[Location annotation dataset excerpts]
____________________
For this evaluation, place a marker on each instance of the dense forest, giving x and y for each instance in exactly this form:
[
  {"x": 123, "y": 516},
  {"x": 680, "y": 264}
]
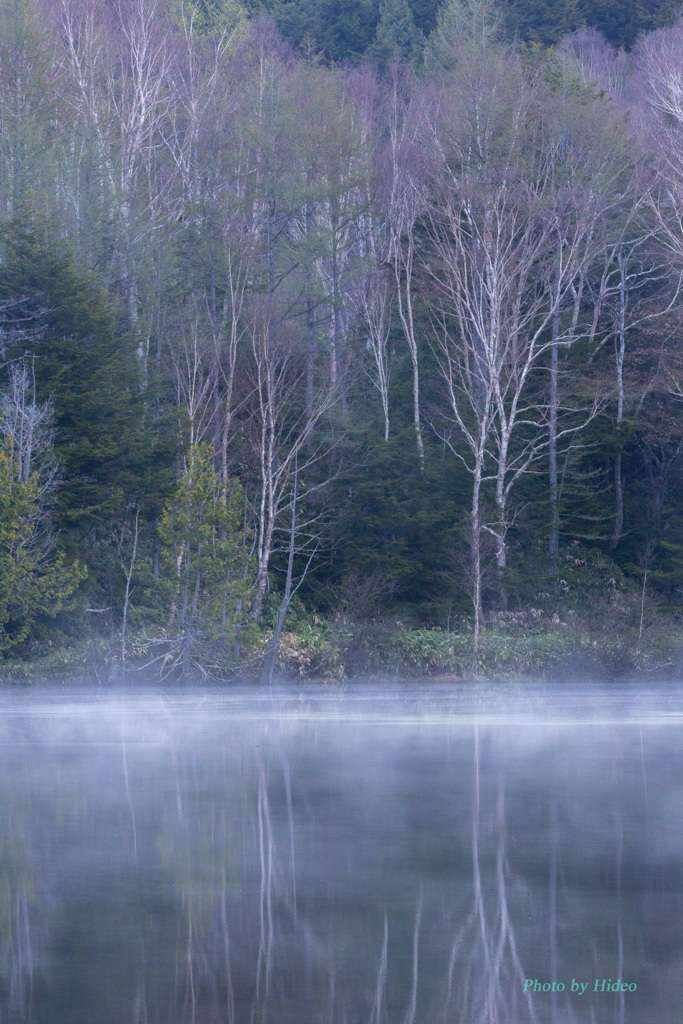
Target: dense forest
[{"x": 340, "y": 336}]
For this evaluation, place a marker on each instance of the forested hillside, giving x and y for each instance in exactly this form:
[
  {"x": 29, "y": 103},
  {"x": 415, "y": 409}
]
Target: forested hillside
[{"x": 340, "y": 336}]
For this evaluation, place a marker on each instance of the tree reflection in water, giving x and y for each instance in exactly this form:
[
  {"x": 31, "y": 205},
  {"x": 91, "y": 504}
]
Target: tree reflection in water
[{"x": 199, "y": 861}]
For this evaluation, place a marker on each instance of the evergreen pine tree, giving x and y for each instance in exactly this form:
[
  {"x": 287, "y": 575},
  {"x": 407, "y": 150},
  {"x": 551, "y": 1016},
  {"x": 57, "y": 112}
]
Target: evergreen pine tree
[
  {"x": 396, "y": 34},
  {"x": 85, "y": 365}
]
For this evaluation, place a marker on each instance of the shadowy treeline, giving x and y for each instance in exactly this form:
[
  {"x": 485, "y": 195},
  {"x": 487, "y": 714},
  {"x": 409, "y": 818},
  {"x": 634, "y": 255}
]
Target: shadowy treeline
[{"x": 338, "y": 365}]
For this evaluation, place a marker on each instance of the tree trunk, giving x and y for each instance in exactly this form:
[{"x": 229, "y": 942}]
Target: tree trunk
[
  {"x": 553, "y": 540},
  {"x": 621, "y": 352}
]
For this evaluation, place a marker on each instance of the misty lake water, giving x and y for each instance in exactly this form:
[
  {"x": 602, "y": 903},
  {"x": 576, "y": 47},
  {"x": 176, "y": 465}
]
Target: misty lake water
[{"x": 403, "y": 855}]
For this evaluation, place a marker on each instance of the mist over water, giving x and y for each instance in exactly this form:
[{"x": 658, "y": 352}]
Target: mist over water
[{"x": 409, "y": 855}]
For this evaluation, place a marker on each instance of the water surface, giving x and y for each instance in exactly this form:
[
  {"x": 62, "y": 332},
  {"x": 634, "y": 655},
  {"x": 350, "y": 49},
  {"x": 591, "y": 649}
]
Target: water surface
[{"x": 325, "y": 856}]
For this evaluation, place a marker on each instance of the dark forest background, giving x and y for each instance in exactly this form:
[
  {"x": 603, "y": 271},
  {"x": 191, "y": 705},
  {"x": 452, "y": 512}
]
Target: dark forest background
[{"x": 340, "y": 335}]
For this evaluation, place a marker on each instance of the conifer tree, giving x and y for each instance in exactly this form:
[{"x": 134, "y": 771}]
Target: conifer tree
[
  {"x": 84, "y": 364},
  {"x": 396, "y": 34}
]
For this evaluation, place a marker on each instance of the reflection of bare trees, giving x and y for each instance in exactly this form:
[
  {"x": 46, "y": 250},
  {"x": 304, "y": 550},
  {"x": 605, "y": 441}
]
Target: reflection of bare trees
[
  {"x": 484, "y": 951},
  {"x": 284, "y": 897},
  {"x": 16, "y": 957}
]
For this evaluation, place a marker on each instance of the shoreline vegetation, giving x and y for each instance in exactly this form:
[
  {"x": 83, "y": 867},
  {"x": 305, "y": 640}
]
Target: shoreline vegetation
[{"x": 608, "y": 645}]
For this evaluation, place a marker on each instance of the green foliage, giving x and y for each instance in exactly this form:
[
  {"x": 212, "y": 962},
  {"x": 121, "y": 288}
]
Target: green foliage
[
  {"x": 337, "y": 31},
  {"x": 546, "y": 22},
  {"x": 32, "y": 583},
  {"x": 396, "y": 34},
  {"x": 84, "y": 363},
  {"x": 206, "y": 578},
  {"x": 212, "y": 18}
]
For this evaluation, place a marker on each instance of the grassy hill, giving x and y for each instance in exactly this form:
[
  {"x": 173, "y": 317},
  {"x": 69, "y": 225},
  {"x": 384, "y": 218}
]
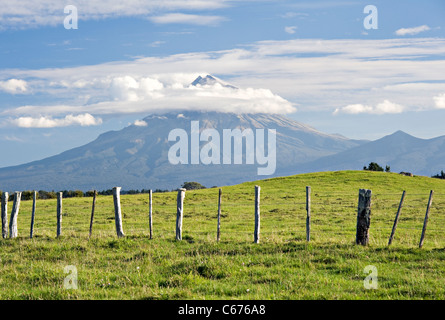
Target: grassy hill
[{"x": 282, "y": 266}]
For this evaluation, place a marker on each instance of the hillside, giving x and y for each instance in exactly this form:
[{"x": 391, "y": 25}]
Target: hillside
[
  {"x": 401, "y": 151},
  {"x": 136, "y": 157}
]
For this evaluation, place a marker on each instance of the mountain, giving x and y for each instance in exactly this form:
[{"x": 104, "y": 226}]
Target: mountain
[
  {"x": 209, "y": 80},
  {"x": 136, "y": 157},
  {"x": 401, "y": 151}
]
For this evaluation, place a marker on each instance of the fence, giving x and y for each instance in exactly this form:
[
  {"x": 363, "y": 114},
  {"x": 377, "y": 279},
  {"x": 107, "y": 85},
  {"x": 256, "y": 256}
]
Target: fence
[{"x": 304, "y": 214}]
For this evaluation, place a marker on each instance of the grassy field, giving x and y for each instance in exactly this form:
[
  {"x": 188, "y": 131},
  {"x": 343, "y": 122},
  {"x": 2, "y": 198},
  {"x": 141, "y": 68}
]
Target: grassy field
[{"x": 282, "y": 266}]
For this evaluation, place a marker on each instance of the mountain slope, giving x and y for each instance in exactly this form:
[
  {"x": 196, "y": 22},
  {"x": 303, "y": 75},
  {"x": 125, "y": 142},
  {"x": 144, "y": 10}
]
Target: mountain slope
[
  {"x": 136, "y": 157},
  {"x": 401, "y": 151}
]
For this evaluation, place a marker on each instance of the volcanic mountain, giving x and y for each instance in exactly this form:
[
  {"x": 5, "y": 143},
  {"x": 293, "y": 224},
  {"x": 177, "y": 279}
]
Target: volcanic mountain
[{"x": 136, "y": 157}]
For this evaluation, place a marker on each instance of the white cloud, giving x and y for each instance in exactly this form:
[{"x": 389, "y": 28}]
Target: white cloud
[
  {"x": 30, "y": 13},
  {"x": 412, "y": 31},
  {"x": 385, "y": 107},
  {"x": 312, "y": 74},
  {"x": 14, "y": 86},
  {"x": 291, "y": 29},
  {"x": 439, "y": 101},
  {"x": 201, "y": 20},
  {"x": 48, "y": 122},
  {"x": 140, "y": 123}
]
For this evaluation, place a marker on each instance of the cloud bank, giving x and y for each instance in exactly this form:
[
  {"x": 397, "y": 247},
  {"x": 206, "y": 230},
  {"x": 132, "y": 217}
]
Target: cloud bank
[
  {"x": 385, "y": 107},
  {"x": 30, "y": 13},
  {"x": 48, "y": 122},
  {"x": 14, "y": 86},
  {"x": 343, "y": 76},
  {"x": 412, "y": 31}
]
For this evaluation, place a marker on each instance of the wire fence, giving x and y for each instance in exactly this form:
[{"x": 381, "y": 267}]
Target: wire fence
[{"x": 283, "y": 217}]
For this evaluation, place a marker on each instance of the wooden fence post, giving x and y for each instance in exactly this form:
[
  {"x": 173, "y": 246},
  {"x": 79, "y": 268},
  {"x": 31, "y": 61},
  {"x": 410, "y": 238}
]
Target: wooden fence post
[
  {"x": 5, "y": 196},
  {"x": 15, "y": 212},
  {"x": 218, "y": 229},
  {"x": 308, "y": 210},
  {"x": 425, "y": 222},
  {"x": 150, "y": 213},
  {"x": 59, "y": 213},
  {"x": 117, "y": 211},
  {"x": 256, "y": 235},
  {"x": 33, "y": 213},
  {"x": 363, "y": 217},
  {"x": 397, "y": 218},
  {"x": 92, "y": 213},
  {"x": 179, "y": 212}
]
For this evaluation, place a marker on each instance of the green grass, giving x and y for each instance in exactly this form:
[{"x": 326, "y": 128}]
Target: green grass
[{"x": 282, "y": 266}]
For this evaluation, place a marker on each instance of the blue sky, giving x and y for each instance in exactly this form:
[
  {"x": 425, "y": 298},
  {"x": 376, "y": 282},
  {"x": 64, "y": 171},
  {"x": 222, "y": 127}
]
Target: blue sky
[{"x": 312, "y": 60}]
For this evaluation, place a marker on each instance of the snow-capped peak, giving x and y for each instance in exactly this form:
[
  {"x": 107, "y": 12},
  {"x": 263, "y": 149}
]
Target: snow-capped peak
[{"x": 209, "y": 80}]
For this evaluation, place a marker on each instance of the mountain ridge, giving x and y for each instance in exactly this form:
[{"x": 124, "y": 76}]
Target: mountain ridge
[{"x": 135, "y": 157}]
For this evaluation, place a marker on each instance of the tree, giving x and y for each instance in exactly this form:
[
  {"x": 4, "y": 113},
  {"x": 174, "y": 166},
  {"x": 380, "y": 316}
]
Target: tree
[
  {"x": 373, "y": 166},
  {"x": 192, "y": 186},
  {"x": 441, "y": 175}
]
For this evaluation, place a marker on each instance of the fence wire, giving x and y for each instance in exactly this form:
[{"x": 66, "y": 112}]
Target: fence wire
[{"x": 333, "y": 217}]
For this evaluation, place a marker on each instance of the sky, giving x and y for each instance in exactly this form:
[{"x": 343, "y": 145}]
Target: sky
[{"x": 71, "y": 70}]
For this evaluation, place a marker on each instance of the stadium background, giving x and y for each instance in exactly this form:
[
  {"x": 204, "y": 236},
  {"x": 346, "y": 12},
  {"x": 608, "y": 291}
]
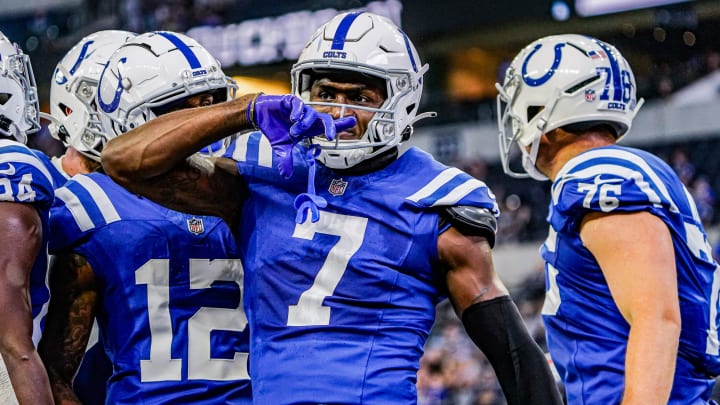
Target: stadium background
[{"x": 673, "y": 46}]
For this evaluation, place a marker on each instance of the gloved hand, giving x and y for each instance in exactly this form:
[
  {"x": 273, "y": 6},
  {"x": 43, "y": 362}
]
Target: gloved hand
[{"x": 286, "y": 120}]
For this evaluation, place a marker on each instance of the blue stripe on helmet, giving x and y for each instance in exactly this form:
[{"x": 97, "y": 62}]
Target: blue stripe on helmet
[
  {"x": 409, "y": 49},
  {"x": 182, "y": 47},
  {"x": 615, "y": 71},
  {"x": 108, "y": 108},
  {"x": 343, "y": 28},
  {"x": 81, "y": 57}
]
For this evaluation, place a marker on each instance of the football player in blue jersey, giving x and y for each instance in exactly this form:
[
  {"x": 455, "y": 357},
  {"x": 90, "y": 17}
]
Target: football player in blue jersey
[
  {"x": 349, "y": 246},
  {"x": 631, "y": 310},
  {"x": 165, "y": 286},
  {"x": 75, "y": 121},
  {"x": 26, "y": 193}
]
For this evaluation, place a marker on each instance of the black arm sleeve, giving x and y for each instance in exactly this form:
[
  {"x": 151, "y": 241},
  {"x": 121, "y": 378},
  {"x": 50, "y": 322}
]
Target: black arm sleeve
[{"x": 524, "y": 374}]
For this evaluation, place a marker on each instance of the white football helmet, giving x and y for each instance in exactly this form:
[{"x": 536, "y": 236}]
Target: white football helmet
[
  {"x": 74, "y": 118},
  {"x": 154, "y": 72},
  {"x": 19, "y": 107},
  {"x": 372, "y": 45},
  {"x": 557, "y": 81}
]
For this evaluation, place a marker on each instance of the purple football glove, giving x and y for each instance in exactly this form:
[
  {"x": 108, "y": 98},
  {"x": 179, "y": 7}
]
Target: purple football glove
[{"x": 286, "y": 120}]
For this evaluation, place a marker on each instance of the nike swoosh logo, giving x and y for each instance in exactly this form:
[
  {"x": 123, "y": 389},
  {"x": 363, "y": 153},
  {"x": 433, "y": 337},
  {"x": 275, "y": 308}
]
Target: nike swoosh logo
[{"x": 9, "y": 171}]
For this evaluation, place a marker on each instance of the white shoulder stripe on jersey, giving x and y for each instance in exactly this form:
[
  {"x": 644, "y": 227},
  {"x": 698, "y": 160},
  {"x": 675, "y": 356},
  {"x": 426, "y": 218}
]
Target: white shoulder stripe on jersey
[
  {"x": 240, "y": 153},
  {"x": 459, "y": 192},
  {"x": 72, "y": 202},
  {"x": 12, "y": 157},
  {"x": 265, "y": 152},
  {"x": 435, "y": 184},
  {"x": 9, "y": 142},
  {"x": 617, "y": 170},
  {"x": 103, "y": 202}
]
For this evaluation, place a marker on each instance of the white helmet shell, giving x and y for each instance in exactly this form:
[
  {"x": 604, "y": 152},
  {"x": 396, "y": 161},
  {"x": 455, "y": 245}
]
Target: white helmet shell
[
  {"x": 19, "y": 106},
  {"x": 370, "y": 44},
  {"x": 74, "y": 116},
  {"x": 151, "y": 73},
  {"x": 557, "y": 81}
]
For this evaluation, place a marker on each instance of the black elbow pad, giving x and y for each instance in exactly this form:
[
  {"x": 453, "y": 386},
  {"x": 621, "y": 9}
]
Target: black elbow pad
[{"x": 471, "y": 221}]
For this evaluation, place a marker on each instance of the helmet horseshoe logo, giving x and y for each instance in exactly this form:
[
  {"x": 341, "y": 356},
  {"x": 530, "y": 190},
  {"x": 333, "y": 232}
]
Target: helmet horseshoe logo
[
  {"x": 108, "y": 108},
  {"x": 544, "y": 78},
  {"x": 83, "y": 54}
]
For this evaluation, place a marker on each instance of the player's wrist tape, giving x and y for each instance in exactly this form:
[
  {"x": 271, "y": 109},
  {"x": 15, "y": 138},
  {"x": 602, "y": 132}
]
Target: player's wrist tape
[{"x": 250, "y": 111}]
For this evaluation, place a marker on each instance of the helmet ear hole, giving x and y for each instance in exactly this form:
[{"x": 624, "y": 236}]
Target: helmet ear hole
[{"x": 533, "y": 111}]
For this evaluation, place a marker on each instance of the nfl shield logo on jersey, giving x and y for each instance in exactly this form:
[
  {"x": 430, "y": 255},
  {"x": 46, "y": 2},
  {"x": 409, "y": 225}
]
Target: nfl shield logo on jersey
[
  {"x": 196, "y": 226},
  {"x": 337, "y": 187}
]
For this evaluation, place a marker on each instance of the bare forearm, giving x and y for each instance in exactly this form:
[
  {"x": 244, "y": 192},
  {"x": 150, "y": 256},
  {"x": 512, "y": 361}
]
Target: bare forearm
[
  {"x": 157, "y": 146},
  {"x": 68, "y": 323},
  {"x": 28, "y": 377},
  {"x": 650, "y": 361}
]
____________________
The task: Set down exactly what runs from the line with "the helmet horseshoe" to the last line of the data above, including both of those lines and no others.

Answer:
For this evaluation, place a marker on each instance of the helmet horseshoe logo, giving x and y for each instance in exactly this form:
[
  {"x": 341, "y": 356},
  {"x": 530, "y": 190},
  {"x": 333, "y": 232}
]
Target: helmet horseshoe logo
[
  {"x": 108, "y": 108},
  {"x": 544, "y": 78},
  {"x": 83, "y": 54}
]
For this evaluation, place a marker on each instance of the player's wrist tape, giving x and y for each instance in exactly this form:
[
  {"x": 271, "y": 109},
  {"x": 15, "y": 138},
  {"x": 602, "y": 132}
]
Target: player's wrist tape
[{"x": 250, "y": 111}]
For this evaluation, place a marker on each instance of the helmet ear hole, giving x and y for each instance in exactly this form:
[{"x": 624, "y": 236}]
Target: helmet ear hole
[{"x": 533, "y": 111}]
For this evaluation, place a marker on each instance of the nfl shield logo on jersey, giving x and y for each instance in exactly this form:
[
  {"x": 430, "y": 255},
  {"x": 46, "y": 2},
  {"x": 409, "y": 225}
]
Target: nfl shield logo on jersey
[
  {"x": 196, "y": 226},
  {"x": 337, "y": 187}
]
For this evaluation, place a marker on each instance of the bare forearm, giving x and y for each instance in exactly this form:
[
  {"x": 244, "y": 192},
  {"x": 150, "y": 256},
  {"x": 512, "y": 361}
]
Target: bare forearm
[
  {"x": 157, "y": 146},
  {"x": 68, "y": 323},
  {"x": 28, "y": 377},
  {"x": 650, "y": 361}
]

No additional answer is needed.